▶ [What is needed]
Reproduce the lines of the material below without any change, starting with the line that contains "Reviewer note: verify that every instance of the distant" and going on through the line that contains "column 112, row 102", with both of those lines included.

▶ [Dataset]
#####

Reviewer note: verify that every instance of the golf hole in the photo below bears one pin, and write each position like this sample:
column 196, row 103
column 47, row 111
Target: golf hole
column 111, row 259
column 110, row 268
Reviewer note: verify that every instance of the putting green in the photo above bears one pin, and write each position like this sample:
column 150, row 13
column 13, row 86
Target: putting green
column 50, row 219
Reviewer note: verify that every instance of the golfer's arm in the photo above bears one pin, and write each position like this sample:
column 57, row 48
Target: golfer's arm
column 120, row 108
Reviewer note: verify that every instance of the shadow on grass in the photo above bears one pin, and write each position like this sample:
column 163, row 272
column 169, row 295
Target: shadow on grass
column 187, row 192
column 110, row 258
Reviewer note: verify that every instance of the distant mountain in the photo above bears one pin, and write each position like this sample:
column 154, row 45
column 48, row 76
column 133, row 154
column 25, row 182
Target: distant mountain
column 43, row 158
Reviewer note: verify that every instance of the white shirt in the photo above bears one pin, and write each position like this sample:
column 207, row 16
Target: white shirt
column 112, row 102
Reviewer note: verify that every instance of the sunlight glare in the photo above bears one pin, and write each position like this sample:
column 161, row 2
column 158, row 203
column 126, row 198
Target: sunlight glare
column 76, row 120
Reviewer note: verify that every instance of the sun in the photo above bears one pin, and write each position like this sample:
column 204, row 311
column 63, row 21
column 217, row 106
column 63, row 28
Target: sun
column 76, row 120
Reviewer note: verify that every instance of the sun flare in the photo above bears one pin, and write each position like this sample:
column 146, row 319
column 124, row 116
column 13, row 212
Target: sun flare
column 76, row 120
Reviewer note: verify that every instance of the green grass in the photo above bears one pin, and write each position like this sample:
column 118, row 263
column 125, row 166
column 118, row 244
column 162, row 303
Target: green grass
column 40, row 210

#####

▶ [The output]
Reviewer note: verify that every instance of the distant mountain in the photo above bears one pin, and write each position like this sample:
column 154, row 45
column 48, row 76
column 133, row 154
column 25, row 182
Target: distant mountain
column 43, row 158
Reviewer note: verify that every instance of the white shirt in the photo above bears one pin, and write each position like this sample:
column 207, row 16
Target: white shirt
column 112, row 102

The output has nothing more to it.